## Exercise task
Copy all of the data below, swapping each "shelf-audit log" for "site survey log" and leaving everything else as it is.

☆ ☆ ☆

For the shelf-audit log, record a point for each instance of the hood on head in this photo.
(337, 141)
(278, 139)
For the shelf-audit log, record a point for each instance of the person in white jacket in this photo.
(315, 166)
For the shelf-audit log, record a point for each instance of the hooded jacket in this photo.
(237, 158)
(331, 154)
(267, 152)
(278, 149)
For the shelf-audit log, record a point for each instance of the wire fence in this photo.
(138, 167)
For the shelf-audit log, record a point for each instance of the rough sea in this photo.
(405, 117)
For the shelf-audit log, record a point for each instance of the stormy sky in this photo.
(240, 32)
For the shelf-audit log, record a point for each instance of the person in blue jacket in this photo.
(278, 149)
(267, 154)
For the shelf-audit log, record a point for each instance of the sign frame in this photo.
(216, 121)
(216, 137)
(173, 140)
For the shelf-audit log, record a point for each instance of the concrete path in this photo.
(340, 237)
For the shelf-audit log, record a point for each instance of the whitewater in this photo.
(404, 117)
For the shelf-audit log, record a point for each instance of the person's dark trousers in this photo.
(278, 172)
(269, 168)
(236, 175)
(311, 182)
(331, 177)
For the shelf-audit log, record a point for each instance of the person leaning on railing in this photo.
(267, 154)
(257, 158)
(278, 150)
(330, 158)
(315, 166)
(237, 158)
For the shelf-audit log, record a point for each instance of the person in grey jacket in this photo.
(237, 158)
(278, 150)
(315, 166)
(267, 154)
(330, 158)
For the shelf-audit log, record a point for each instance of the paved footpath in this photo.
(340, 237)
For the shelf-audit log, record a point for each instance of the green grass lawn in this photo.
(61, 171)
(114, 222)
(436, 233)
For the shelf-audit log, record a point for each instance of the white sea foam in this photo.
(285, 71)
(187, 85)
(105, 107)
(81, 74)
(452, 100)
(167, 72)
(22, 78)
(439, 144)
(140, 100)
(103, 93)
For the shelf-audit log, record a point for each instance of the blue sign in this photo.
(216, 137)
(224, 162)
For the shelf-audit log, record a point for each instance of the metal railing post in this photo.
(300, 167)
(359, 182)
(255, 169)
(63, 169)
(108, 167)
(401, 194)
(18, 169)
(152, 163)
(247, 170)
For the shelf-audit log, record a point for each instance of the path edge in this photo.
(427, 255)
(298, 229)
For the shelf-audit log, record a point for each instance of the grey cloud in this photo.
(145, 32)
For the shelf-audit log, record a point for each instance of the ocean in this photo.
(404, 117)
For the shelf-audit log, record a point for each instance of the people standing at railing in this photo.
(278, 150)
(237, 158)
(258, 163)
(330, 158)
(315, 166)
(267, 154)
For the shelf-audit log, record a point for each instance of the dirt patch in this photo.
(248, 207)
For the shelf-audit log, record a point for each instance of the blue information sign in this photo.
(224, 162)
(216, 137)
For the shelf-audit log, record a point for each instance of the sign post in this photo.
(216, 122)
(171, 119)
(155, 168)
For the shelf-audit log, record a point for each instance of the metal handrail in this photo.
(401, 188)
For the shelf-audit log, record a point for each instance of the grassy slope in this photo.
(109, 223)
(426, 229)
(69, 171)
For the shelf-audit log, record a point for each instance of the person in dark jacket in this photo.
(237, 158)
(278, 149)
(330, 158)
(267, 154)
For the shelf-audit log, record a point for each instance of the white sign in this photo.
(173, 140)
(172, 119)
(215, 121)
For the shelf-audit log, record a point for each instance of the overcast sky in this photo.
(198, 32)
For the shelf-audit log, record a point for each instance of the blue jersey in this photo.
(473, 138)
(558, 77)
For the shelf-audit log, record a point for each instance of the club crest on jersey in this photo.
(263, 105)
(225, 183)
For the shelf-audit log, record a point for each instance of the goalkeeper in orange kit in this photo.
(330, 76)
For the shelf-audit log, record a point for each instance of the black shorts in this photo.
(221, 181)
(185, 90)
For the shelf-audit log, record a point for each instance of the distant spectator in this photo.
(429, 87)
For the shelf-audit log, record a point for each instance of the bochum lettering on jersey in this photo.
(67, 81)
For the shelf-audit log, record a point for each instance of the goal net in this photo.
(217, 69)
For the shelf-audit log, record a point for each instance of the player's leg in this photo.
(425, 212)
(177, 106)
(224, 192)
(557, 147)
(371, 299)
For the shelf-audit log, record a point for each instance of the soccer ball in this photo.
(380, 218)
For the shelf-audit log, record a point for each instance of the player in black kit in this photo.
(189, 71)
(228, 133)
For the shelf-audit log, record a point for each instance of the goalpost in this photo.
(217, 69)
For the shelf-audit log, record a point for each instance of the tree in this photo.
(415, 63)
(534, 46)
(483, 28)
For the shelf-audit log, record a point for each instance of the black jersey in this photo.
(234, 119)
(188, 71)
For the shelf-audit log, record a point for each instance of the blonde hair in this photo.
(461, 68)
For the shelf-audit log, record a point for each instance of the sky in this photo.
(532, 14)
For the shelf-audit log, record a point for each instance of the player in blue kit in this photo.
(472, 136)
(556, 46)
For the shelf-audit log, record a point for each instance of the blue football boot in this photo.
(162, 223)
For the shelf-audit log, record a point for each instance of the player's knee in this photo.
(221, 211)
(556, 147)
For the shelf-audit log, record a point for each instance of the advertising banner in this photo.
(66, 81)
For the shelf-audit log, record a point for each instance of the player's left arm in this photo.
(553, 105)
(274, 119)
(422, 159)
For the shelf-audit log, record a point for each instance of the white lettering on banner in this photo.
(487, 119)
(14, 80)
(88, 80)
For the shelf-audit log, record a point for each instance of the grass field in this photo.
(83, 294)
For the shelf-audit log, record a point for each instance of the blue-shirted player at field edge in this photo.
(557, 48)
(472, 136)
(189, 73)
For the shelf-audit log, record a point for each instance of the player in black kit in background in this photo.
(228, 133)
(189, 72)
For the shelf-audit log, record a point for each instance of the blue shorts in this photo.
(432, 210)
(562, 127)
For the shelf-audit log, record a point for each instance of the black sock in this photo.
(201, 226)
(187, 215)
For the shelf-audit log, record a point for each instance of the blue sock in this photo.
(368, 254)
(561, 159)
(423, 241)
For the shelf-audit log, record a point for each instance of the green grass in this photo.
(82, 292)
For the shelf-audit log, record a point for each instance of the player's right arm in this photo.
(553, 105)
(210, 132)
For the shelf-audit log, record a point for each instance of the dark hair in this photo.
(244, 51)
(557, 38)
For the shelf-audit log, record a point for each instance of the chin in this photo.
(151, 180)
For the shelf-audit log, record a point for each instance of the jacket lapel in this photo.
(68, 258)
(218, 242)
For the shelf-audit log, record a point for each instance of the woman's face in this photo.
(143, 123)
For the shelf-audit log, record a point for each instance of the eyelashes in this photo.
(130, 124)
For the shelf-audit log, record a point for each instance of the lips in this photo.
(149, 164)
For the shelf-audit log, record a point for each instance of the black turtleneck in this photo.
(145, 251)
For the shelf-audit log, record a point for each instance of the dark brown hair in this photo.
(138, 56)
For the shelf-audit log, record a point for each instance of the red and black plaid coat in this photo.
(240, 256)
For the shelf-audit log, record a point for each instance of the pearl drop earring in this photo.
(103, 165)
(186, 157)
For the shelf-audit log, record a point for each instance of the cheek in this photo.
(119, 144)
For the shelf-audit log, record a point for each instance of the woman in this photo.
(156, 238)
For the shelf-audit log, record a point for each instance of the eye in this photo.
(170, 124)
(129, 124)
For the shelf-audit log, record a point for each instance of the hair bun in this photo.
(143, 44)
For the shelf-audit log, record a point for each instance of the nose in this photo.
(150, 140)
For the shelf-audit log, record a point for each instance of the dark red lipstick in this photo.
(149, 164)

☆ ☆ ☆

## Result of this exercise
For the site survey log, record a point for each instance of the hood on head in this photo.
(337, 141)
(278, 139)
For the site survey log, record a point for each instance of the person in white jacket in this photo.
(315, 166)
For the site survey log, record a point for each instance of the hooded jacket in this photo.
(237, 158)
(331, 154)
(267, 152)
(278, 149)
For the site survey log, record a point for each instance of the wire fence in this photo.
(138, 167)
For the site survey log, record a point for each instance of the rough sea in this photo.
(405, 117)
For the site survey log, record a point for each instance of the stormy sky in this photo.
(240, 32)
For the site survey log, record a point for each instance of the person in blue jacket in this photo.
(278, 149)
(267, 154)
For the site survey log, record a point for each instance of the sign frame in this photo.
(216, 121)
(216, 137)
(173, 140)
For the site survey log, record a point for each instance of the concrete path in this photo.
(340, 237)
For the site survey log, record a point for each instance of the whitewater in this photo.
(404, 117)
For the site survey log, record a point for each instance of the person's dark trousers in this photo.
(278, 172)
(269, 168)
(236, 175)
(311, 182)
(331, 177)
For the site survey log, record a point for each instance of the person leaning on railing in this photo.
(267, 154)
(257, 158)
(278, 150)
(330, 158)
(315, 166)
(237, 158)
For the site survey log, record a point for each instance of the person in grey jacket in this photo.
(237, 158)
(278, 150)
(315, 166)
(267, 154)
(330, 158)
For the site survey log, record a point for each instance of the paved footpath in this photo.
(340, 237)
For the site survey log, record a point for each instance of the green grass lawn in this photo.
(61, 171)
(114, 222)
(436, 233)
For the site survey log, record a point for each instance of the white sea foam in this photo.
(285, 71)
(187, 85)
(105, 107)
(81, 74)
(452, 100)
(167, 72)
(22, 78)
(439, 144)
(140, 100)
(103, 93)
For the site survey log, record a point for each instance of the blue sign in this photo.
(216, 137)
(224, 162)
For the site survey log, record a point for each instance of the metal railing post in this photo.
(300, 167)
(359, 182)
(255, 169)
(63, 169)
(108, 167)
(401, 194)
(18, 169)
(152, 163)
(247, 170)
For the site survey log, record a point for each instance of the path edge in this photo.
(427, 255)
(298, 229)
For the site survey log, record a point for each instance of the grey cloud in this photo.
(145, 32)
For the site survey log, record a point for each instance of the ocean in this photo.
(404, 117)
For the site survey log, record a point for each instance of the people standing at railing in this photo.
(278, 150)
(237, 158)
(258, 163)
(330, 158)
(315, 166)
(267, 154)
For the site survey log, record a point for each instance of the dirt patch in this photo.
(248, 207)
For the site survey log, record a point for each instance of the blue information sign in this photo.
(224, 162)
(216, 137)
For the site survey log, record a point for each instance of the sign post in this photo.
(216, 122)
(171, 119)
(155, 168)
For the site survey log, record a point for each instance of the metal handrail in this photo.
(401, 188)
For the site survey log, record a point for each instance of the grassy slope in this photo.
(109, 223)
(426, 229)
(69, 171)
For the site survey log, record a point for each instance of the person in dark jacket in this photo.
(237, 158)
(278, 149)
(330, 158)
(267, 154)
For the site survey log, record a point for each instance of the white sign in this photo.
(173, 140)
(172, 119)
(215, 121)
For the site survey log, record a point for each instance of the overcast sky in this photo.
(198, 32)
For the site survey log, record a point for each instance of the blue jersey in this photo.
(473, 138)
(558, 77)
For the site survey log, record a point for each instance of the club crest on jersey in this photo.
(263, 105)
(225, 183)
For the site survey log, record a point for each instance of the goalkeeper in orange kit in this photo.
(330, 76)
For the site survey log, record a point for each instance of the black shorts in this photo.
(221, 181)
(185, 90)
For the site survey log, record a point for each instance of the distant spectator in this photo.
(429, 87)
For the site survey log, record a point for each instance of the bochum lettering on jersey in this photo.
(67, 81)
For the site survey log, record a point for each instance of the goal net in this photo.
(217, 69)
For the site survey log, record a point for each instance of the player's leg in this photo.
(425, 212)
(177, 106)
(224, 192)
(557, 147)
(371, 299)
For the site survey log, record a point for each instance of the soccer ball in this photo.
(380, 218)
For the site survey log, record a point for each instance of the player in black kit in this photo.
(189, 71)
(228, 133)
For the site survey log, record a point for each instance of the goalpost in this photo.
(217, 69)
For the site survey log, record a point for each instance of the tree in this photo.
(415, 63)
(534, 46)
(483, 28)
For the site survey log, record a point for each instance of the black jersey in this photo.
(234, 119)
(188, 71)
For the site survey log, record a point for each instance of the blonde hair in this photo.
(461, 68)
For the site survey log, record a point for each instance of the sky in this photo.
(532, 14)
For the site survey log, record a point for each instance of the player in blue kit in this photo.
(472, 136)
(556, 46)
For the site survey log, record a point for each instance of the blue football boot in this photo.
(162, 223)
For the site survey log, record a point for each instance of the player's knee in this photo.
(221, 211)
(556, 147)
For the site survey log, record a point for each instance of the advertising banner in this photo.
(66, 81)
For the site survey log, record a point for each instance of the player's left arm in this photo.
(553, 105)
(274, 119)
(422, 159)
For the site survey log, record a point for each instance of the white lettering on banner in this photo.
(487, 119)
(14, 80)
(88, 80)
For the site survey log, record a point for each instance of the grass field in this photo.
(83, 294)
For the site survey log, record a point for each instance of the blue-shirted player at field edge in this photo.
(557, 48)
(472, 136)
(189, 73)
For the site survey log, record a point for each instance of the player in black kit in background in this photo.
(228, 133)
(189, 72)
For the site survey log, record a point for each instance of the blue shorts in this photo.
(432, 210)
(562, 127)
For the site survey log, record a point for each instance of the black sock in this photo.
(201, 226)
(187, 215)
For the site survey log, record a point for each instance of the blue sock in this photo.
(368, 254)
(561, 159)
(423, 241)
For the site survey log, record a point for each instance of the green grass in this photo.
(82, 292)
For the site survey log, record a point for each instance of the player's right arm in this photo.
(553, 105)
(210, 132)
For the site survey log, record a point for each instance of the dark hair in this photo.
(244, 51)
(557, 38)
For the site survey log, record a point for each instance of the chin in this photo.
(151, 180)
For the site survey log, record a point for each instance of the jacket lapel in this photo.
(68, 258)
(218, 242)
For the site survey log, record a point for each instance of the woman's face in this photo.
(143, 123)
For the site survey log, record a point for each instance of the eyelashes in this photo.
(130, 124)
For the site survey log, record a point for each instance of the lips in this photo.
(149, 164)
For the site survey log, record a point for each instance of the black turtleneck in this photo.
(145, 251)
For the site survey log, record a point for each instance of the dark brown hair in this photo.
(138, 56)
For the site survey log, record a point for each instance of the red and black plaid coat in this photo.
(240, 256)
For the site survey log, record a point for each instance of the pearl drop earring in this photo.
(103, 165)
(186, 157)
For the site survey log, record a point for each instance of the cheek in this photo.
(119, 144)
For the site survey log, record a point for each instance of the woman in this photo.
(156, 238)
For the site survey log, record a point for each instance of the eye in this photo.
(170, 124)
(129, 124)
For the site survey log, record a point for each instance of the hair bun in this photo.
(143, 44)
For the site survey log, record a point for each instance of the nose in this photo.
(150, 140)
For the site survey log, record a point for each instance of the dark red lipstick in this photo.
(149, 164)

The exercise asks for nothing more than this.